[Object pointing dataset rows]
** START **

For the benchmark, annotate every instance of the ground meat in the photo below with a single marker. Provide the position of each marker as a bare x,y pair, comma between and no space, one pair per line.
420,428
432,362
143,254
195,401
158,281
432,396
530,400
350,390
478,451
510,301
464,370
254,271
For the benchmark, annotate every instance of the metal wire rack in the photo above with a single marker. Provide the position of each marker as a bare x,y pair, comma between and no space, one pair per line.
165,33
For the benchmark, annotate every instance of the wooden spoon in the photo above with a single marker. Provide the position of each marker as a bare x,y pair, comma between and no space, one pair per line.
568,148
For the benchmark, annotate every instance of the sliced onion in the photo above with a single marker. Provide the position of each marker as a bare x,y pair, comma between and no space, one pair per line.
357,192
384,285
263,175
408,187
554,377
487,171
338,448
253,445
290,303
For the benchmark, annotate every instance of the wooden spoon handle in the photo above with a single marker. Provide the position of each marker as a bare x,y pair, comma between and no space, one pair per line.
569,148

** END **

Rewrite all of the records above with "sliced onion" replaced by "chopped onion" and every other part left unchanged.

TASK OUTPUT:
For the benchmark, annotate every instance of the ground meat in the photo below with a single marker. Provide the position of each marker as a bare x,y pair, comma between and no space, one pair per line.
420,428
432,362
143,254
195,401
158,281
432,396
530,400
350,390
478,451
510,301
464,370
254,271
For the benchmark, annotate every instance of the metal wire rack in the photo above with a single marker. Provide the position of each marker as a bare x,y pair, comma between and no space, one pair per line.
165,33
For the benchmark, annotate every instance of the wooden spoon in the photo above with a single marker. Provide the position of each marker as a bare x,y pair, comma between and no space, one pair per line.
568,148
For the benchmark, annotate every instance of the chopped onion in the photo above with a single marker. Provide the position of each marker as a bare x,y pair, comma between and no space, one pair per line.
357,192
384,285
263,175
408,187
554,377
487,171
338,448
253,445
290,303
For the benchmark, annotate every instance of the wooden spoon handle in the photo above with a single marker. Provide the position of each marker as a bare x,y pair, comma between and no space, one pair per line.
569,148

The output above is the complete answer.